■ Stated problem 1: According to the Vanilla Policy Gradient page, what risk comes from the policy becoming progressively less random during training?
■ Stated problem 2: Write the next part of the Vanilla Policy Gradient page, picking up after its final sentence.

Begin Source

=======================
Vanilla Policy Gradient
=======================

.. contents:: Table of Contents


Background
==========

(Previously: `Introduction to RL, Part 3`_)

.. _`Introduction to RL, Part 3`: ../spinningup/rl_intro3.html

The key idea underlying policy gradients is to push up the probabilities of actions that lead to higher return, and push down the probabilities of actions that lead to lower return, until you arrive at the optimal policy.

Quick Facts
-----------

* VPG is an on-policy algorithm.
* VPG can be used for environments with either discrete or continuous action spaces.
* The Spinning Up implementation of VPG supports parallelization with MPI.

Key Equations
-------------

Let :math:`\pi_{\theta}` denote a policy with parameters :math:`\theta`, and :math:`J(\pi_{\theta})` denote the expected finite-horizon undiscounted return of the policy. The gradient of :math:`J(\pi_{\theta})` is

.. math:: 
    
    \nabla_{\theta} J(\pi_{\theta}) = \underE{\tau \sim \pi_{\theta}}{
        \sum_{t=0}^{T} \nabla_{\theta} \log \pi_{\theta}(a_t|s_t) A^{\pi_{\theta}}(s_t,a_t)
        },

where :math:`\tau` is a trajectory and :math:`A^{\pi_{\theta}}` is the advantage function for the current policy. 

The policy gradient algorithm works by updating policy parameters via stochastic gradient ascent on policy performance:

.. math::

    \theta_{k+1} = \theta_k + \alpha \nabla_{\theta} J(\pi_{\theta_k})

Policy gradient implementations typically compute advantage function estimates based on the infinite-horizon discounted return, despite otherwise using the finite-horizon undiscounted policy gradient formula. 

Exploration vs. Exploitation
----------------------------

VPG trains a stochastic policy in an on-policy way. This means that it explores by sampling actions according to the latest version of its stochastic policy. The amount of randomness in action selection depends on both initial conditions and the training procedure. Over the course of training, the policy typically becomes progressively less random, as the update rule encourages it to exploit rewards that it has already found. This may cause the policy to get trapped in local optima.

End Source
Begin Dataset rows

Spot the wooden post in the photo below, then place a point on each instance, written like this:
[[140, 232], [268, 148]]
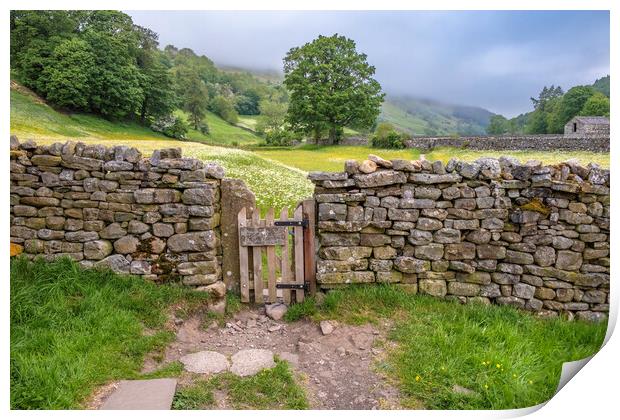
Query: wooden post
[[299, 254], [309, 213], [285, 268], [243, 261], [257, 262], [271, 260]]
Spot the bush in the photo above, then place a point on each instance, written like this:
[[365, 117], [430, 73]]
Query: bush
[[203, 127], [281, 137], [391, 140], [171, 126]]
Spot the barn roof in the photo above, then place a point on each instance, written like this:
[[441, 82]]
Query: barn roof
[[592, 120]]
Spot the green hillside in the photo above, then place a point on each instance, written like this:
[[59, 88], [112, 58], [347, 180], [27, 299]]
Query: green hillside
[[32, 117], [430, 118]]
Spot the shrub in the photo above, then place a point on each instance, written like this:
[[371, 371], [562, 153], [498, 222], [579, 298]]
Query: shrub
[[392, 140], [171, 126], [203, 127], [281, 137]]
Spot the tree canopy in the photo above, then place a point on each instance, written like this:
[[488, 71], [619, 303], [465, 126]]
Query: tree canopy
[[331, 86]]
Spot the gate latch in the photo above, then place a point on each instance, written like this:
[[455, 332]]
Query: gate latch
[[296, 223], [296, 286]]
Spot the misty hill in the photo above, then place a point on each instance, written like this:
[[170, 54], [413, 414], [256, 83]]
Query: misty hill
[[428, 117]]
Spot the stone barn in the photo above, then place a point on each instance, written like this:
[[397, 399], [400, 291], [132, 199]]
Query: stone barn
[[587, 126]]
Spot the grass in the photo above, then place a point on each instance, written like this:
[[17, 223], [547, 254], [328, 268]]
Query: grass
[[330, 158], [32, 118], [73, 330], [509, 358], [270, 389], [222, 133]]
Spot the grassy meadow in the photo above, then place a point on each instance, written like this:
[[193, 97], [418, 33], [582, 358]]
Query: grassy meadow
[[276, 175], [73, 330]]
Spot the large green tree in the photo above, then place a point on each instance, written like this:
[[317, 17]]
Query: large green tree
[[498, 124], [331, 86], [67, 78], [596, 105]]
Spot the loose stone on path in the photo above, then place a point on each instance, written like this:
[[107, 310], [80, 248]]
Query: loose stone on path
[[250, 362], [205, 362], [151, 394]]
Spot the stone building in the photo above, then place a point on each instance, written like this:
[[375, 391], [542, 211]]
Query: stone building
[[587, 126]]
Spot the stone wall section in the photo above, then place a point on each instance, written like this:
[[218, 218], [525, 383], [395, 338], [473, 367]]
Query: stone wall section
[[495, 230], [157, 217]]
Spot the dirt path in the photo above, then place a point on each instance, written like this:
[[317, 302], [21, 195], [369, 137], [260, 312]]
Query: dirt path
[[337, 370]]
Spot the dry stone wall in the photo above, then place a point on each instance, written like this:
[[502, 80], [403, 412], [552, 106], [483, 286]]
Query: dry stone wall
[[494, 230], [157, 217]]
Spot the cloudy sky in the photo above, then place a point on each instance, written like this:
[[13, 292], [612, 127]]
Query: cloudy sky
[[495, 60]]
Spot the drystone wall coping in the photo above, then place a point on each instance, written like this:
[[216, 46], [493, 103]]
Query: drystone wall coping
[[490, 231]]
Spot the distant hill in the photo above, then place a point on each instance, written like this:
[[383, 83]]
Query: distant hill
[[602, 85], [430, 118]]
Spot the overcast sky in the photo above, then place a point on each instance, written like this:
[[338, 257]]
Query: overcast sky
[[495, 60]]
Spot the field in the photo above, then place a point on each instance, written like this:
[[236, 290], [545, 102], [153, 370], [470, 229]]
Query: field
[[33, 118], [276, 175], [332, 158]]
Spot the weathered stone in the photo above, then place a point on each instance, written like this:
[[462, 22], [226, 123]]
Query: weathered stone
[[420, 178], [460, 251], [463, 289], [431, 252], [112, 231], [379, 179], [116, 263], [544, 256], [192, 242], [569, 260], [411, 265], [126, 245], [433, 287]]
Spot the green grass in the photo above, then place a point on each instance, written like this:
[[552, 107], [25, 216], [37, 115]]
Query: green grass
[[32, 118], [75, 329], [509, 358], [270, 389], [222, 133], [330, 158]]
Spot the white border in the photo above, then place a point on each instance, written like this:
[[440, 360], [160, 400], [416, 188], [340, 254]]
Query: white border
[[591, 394]]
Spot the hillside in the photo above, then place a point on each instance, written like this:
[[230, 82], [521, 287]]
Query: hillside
[[426, 117], [32, 117]]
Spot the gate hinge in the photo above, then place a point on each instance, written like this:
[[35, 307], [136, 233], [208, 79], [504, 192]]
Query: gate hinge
[[296, 223], [296, 286]]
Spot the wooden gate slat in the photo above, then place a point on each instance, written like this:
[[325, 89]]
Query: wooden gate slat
[[258, 262], [285, 268], [299, 254], [309, 212], [271, 260], [244, 277]]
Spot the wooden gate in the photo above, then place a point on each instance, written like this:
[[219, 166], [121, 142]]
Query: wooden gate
[[285, 246]]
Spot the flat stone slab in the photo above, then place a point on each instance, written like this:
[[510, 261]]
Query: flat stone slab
[[250, 362], [205, 362], [149, 394]]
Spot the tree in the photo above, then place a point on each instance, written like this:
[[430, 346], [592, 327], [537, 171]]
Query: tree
[[67, 78], [223, 107], [272, 115], [596, 105], [331, 86], [498, 124], [196, 100], [572, 103], [159, 97]]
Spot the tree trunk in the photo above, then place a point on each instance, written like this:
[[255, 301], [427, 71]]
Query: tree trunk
[[333, 135]]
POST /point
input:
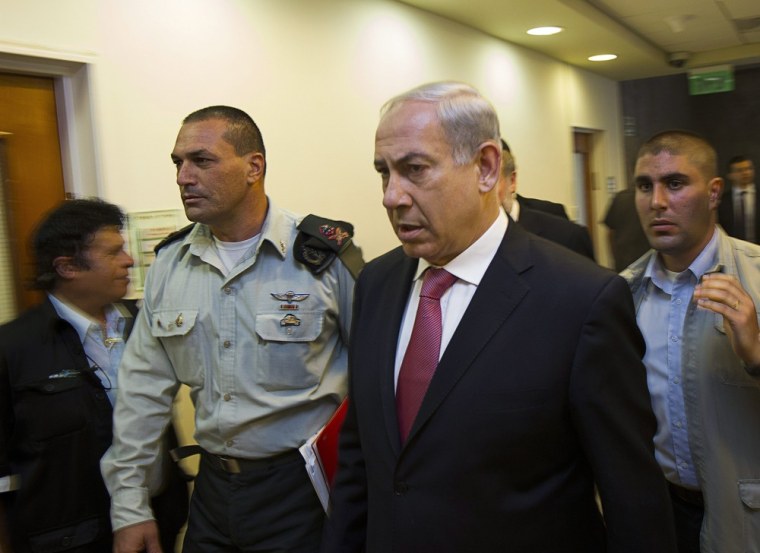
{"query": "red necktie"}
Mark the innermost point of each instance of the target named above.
(421, 357)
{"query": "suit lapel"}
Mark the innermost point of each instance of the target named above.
(395, 296)
(500, 291)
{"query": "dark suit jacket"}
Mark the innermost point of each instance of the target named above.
(539, 395)
(53, 432)
(726, 214)
(556, 229)
(552, 208)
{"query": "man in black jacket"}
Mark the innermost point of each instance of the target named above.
(58, 382)
(540, 222)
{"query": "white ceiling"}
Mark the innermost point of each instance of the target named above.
(643, 33)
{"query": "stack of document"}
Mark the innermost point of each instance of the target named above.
(321, 454)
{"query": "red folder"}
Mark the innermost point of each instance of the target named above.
(321, 454)
(326, 444)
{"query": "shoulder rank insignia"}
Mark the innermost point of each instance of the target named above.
(321, 240)
(176, 235)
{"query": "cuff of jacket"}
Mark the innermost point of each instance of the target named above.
(130, 506)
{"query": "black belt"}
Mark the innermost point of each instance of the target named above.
(234, 465)
(692, 497)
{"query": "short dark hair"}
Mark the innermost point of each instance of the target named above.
(508, 165)
(68, 230)
(736, 159)
(687, 143)
(242, 131)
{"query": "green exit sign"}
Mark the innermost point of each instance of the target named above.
(711, 80)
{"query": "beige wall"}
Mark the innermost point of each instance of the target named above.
(313, 73)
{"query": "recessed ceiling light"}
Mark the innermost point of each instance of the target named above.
(545, 31)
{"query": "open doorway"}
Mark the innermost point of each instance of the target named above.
(32, 177)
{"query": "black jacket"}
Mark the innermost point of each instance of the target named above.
(53, 432)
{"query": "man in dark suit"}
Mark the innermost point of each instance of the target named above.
(58, 381)
(481, 417)
(739, 210)
(559, 230)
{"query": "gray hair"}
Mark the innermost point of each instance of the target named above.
(467, 118)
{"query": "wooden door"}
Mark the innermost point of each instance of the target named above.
(33, 176)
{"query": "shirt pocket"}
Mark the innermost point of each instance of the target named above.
(288, 349)
(51, 408)
(178, 331)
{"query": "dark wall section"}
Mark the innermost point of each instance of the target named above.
(729, 120)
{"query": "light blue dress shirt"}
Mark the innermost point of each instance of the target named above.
(661, 316)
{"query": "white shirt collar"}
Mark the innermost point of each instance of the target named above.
(471, 264)
(80, 320)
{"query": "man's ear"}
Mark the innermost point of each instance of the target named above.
(256, 165)
(489, 165)
(65, 267)
(715, 188)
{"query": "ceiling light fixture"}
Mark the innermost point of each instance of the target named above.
(545, 31)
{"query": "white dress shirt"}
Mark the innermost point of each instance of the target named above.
(469, 268)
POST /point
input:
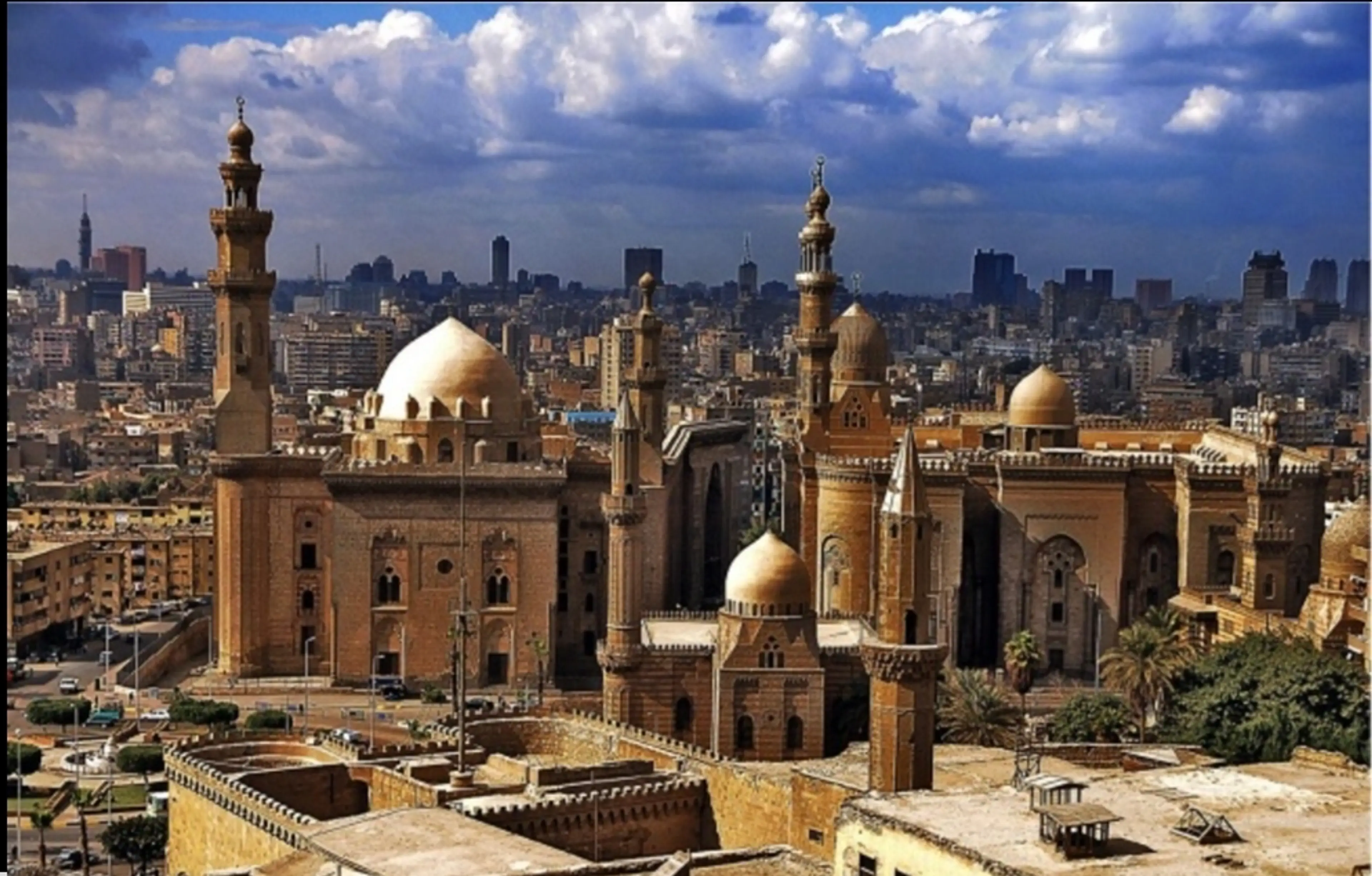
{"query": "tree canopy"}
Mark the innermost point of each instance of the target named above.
(1260, 697)
(23, 759)
(1091, 717)
(139, 841)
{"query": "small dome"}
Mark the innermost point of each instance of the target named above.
(769, 574)
(448, 362)
(1348, 531)
(1043, 400)
(862, 354)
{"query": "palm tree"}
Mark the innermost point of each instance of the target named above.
(1023, 659)
(1146, 663)
(42, 820)
(975, 711)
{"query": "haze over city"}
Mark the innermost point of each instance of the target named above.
(1160, 140)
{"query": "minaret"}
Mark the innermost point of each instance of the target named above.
(647, 380)
(903, 664)
(84, 240)
(625, 512)
(817, 281)
(242, 289)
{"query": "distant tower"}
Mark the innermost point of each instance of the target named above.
(625, 510)
(242, 289)
(903, 664)
(817, 283)
(500, 262)
(84, 240)
(648, 379)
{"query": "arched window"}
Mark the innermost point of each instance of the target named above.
(744, 734)
(682, 716)
(1224, 570)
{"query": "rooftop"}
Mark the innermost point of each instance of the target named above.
(1286, 815)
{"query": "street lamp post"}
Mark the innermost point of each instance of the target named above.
(305, 709)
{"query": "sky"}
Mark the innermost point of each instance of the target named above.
(1161, 140)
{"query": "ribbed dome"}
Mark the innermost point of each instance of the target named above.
(862, 354)
(1348, 531)
(1043, 400)
(448, 362)
(769, 574)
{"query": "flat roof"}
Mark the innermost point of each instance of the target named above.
(1285, 812)
(434, 842)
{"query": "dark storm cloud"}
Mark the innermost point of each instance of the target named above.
(62, 49)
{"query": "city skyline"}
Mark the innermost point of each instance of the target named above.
(1163, 143)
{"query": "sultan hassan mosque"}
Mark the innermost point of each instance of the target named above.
(905, 545)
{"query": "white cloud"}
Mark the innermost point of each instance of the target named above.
(1207, 109)
(1027, 134)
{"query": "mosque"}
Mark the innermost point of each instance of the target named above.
(905, 545)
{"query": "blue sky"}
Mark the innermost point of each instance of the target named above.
(1154, 139)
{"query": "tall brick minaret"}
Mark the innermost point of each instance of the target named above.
(625, 512)
(242, 289)
(903, 664)
(648, 379)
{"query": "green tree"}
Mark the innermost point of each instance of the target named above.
(1091, 717)
(1146, 663)
(142, 760)
(1260, 697)
(138, 841)
(204, 712)
(268, 719)
(1023, 659)
(62, 712)
(975, 711)
(23, 759)
(42, 820)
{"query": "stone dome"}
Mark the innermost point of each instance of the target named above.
(862, 354)
(1349, 531)
(1043, 400)
(446, 364)
(769, 575)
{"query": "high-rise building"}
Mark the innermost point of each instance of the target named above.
(1323, 281)
(748, 272)
(1264, 281)
(500, 262)
(84, 239)
(383, 271)
(1153, 294)
(994, 279)
(638, 262)
(1356, 295)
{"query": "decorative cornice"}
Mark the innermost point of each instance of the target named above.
(903, 663)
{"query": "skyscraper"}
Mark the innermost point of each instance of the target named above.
(1357, 291)
(643, 261)
(994, 279)
(500, 262)
(84, 240)
(1264, 281)
(1323, 281)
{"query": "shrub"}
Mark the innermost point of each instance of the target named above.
(271, 719)
(24, 759)
(47, 712)
(1091, 717)
(140, 760)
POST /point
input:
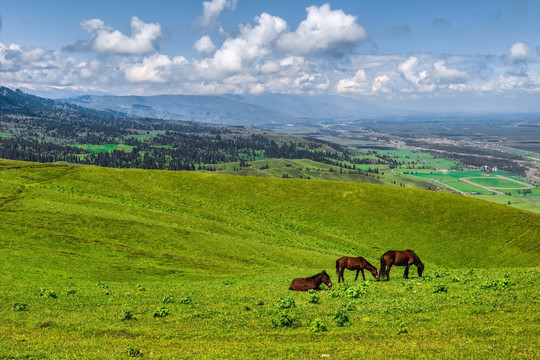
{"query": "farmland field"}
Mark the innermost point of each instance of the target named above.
(105, 263)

End Dataset rows

■ Final result 1: The policy may get trapped in local optima.

■ Final result 2:
Pseudocode
----------

.. math::
    :nowrap:

    \begin{algorithm}[H]
        \caption{Vanilla Policy Gradient Algorithm}
        \label{alg1}
    \begin{algorithmic}[1]
        \STATE Input: initial policy parameters $\theta_0$, initial value function parameters $\phi_0$
        \FOR{$k = 0,1,2,...$} 
        \STATE Collect set of trajectories ${\mathcal D}_k = \{\tau_i\}$ by running policy $\pi_k = \pi(\theta_k)$ in the environment.
        \STATE Compute rewards-to-go $\hat{R}_t$.
        \STATE Compute advantage estimates, $\hat{A}_t$ (using any method of advantage estimation) based on the current value function $V_{\phi_k}$.
        \STATE Estimate policy gradient as
            \begin{equation*}
            \hat{g}_k = \frac{1}{|{\mathcal D}_k|} \sum_{\tau \in {\mathcal D}_k} \sum_{t=0}^T \left. \nabla_{\theta} \log\pi_{\theta}(a_t|s_t)\right|_{\theta_k} \hat{A}_t.
            \end{equation*}
        \STATE Compute policy update, either using standard gradient ascent,
            \begin{equation*}
            \theta_{k+1} = \theta_k + \alpha_k \hat{g}_k,
            \end{equation*}
            or via another gradient ascent algorithm like Adam.
        \STATE Fit value function by regression on mean-squared error:
            \begin{equation*}
            \phi_{k+1} = \arg \min_{\phi} \frac{1}{|{\mathcal D}_k| T} \sum_{\tau \in {\mathcal D}_k} \sum_{t=0}^T\left( V_{\phi} (s_t) - \hat{R}_t \right)^2,
            \end{equation*}
            typically via some gradient descent algorithm.
        \ENDFOR
    \end{algorithmic}
    \end{algorithm}


Documentation
=============

.. admonition:: You Should Know

    In what follows, we give documentation for the PyTorch and Tensorflow implementations of VPG in Spinning Up. They have nearly identical function calls and docstrings, except for details relating to model construction. However, we include both full docstrings for completeness.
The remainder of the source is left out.